• PAGE EXCERPT:
• • • • • • •

These are some of the questions I mulled over in the weeks leading up to my April business trip to Europe. Seth would be celebrating his 29th birthday while I was abroad, and I wanted to do something to let him know I was thinking of him, but I also didn’t want to overwhelm him or make him uncomfortable.

We’d only been dating for a few weeks, and we weren’t even necessarily dating exclusively. We’d been on one date, and he’d only held my hand once. But at my core, I am a giver, and it brings me joy to make other people feel special. Besides, in my family growing up, birthdays were a time of celebration, so I didn’t feel like I could let Seth’s birthday go by unacknowledged.

I wanted to be myself with Seth, and that meant doing something to honor his birthday, so – knowing that one of his favorite hobbies is carpentry – I bought him some crushed turquoise. Seth works largely with mesquite wood, and he had mentioned wanting to start using crushed turquoise to fill in the cracks in his woodworking pieces. I’d hoped it was a small enough gift (under $20) not to freak him out but thoughtful enough to make him feel appreciated.

• • • • • • •

• DATASET RECORDS:

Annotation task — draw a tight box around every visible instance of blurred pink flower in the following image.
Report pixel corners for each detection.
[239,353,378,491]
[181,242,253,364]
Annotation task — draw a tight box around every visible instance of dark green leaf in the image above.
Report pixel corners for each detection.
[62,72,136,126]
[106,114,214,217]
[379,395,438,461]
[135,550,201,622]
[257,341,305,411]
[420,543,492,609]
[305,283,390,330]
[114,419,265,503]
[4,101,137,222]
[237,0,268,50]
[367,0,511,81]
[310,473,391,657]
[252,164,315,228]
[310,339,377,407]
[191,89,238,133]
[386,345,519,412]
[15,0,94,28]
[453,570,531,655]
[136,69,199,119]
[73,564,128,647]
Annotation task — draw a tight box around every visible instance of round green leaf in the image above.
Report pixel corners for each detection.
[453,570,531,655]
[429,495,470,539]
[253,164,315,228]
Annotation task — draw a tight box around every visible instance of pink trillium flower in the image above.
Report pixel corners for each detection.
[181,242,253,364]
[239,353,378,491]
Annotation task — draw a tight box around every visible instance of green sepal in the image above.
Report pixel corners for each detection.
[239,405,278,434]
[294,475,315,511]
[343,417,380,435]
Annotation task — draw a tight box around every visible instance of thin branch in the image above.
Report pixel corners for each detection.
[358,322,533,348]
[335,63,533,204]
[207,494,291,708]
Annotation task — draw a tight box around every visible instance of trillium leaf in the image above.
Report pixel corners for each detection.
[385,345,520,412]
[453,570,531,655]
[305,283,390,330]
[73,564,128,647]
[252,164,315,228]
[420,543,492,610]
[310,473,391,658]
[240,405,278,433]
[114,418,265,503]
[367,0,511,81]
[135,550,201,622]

• • • • • • •

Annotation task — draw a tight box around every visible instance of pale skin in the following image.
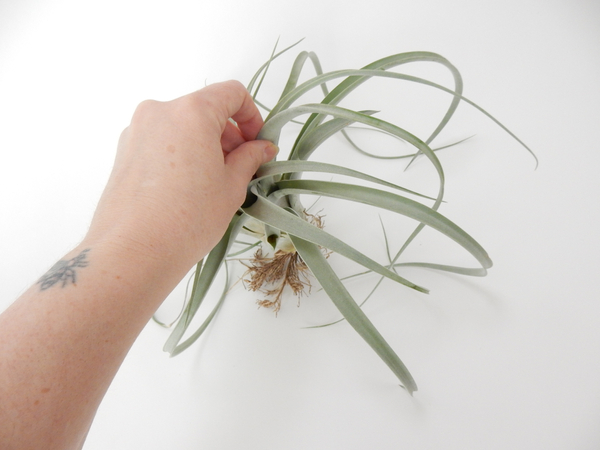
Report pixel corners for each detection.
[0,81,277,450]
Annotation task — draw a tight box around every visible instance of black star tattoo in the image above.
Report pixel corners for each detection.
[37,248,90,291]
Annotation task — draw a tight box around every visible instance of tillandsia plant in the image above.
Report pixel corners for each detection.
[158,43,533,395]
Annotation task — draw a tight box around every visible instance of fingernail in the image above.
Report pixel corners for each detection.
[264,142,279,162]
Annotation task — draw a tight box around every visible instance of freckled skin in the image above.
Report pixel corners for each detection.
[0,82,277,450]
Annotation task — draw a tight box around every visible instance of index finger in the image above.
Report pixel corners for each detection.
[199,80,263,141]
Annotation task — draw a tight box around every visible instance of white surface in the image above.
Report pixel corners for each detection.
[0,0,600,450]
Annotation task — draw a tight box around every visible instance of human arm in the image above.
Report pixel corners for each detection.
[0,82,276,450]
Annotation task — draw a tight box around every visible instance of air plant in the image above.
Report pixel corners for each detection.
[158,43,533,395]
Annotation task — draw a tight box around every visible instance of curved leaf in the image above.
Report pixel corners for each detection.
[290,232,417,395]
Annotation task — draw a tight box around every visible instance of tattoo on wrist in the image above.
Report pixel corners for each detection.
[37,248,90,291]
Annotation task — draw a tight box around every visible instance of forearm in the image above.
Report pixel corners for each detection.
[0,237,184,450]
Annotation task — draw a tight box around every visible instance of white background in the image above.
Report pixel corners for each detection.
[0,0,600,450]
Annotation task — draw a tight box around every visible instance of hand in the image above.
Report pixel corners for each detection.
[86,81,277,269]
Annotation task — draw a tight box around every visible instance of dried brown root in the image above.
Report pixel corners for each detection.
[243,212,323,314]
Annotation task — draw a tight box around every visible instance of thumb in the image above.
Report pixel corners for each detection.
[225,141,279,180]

• • • • • • •

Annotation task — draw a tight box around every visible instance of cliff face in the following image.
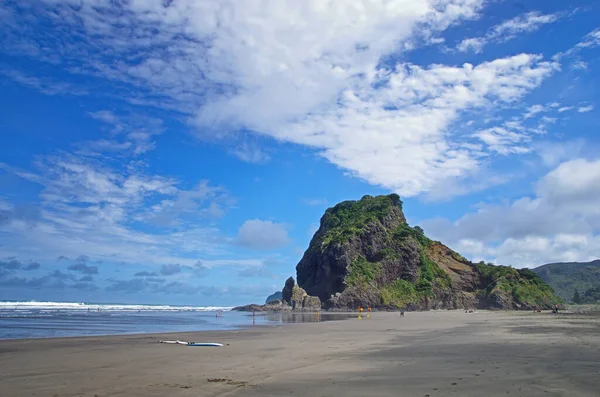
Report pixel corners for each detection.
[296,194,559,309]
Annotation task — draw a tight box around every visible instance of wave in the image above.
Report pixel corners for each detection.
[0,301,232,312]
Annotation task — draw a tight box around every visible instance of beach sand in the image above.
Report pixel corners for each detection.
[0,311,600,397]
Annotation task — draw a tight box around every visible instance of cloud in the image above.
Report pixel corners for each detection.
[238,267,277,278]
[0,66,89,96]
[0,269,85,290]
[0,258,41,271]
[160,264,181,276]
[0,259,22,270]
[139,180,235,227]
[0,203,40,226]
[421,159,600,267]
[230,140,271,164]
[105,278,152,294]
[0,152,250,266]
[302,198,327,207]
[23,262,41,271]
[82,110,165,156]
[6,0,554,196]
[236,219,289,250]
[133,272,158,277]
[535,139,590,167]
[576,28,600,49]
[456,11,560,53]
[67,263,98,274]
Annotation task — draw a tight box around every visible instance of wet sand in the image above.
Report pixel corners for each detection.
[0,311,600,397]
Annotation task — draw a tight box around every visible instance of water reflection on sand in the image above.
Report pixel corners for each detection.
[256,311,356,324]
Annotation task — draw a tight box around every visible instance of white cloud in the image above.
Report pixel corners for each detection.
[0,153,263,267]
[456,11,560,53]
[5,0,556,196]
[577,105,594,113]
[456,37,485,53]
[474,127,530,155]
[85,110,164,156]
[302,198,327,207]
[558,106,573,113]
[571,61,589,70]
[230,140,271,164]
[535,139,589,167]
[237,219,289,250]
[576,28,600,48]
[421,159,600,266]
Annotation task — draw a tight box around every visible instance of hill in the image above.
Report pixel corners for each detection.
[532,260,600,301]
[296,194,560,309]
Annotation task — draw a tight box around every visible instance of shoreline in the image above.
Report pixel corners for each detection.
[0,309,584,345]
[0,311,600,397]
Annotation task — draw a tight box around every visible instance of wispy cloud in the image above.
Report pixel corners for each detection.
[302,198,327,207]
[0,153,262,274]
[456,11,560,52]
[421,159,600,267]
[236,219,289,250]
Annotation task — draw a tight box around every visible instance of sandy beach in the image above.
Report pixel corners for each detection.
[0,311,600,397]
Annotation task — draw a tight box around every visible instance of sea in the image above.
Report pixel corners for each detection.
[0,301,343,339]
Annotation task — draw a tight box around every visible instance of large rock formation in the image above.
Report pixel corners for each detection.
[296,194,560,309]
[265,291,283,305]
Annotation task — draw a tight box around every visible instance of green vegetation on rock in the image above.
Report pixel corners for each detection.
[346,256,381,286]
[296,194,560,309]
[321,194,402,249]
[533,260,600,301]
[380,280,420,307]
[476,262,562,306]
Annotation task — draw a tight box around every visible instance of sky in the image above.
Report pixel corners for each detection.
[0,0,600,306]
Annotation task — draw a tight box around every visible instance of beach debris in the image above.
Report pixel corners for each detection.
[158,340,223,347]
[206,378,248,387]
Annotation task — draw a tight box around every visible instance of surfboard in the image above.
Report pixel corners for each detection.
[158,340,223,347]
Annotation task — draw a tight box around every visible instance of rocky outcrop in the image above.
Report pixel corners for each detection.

• • • • • • •

• TASK PROMPT: Reproduce the part of the birthday gift passage starting at "We’d only been" and ending at "go by unacknowledged.".

• ANSWER TO THIS EXERCISE:
We’d only been dating for a few weeks, and we weren’t even necessarily dating exclusively. We’d been on one date, and he’d only held my hand once. But at my core, I am a giver, and it brings me joy to make other people feel special. Besides, in my family growing up, birthdays were a time of celebration, so I didn’t feel like I could let Seth’s birthday go by unacknowledged.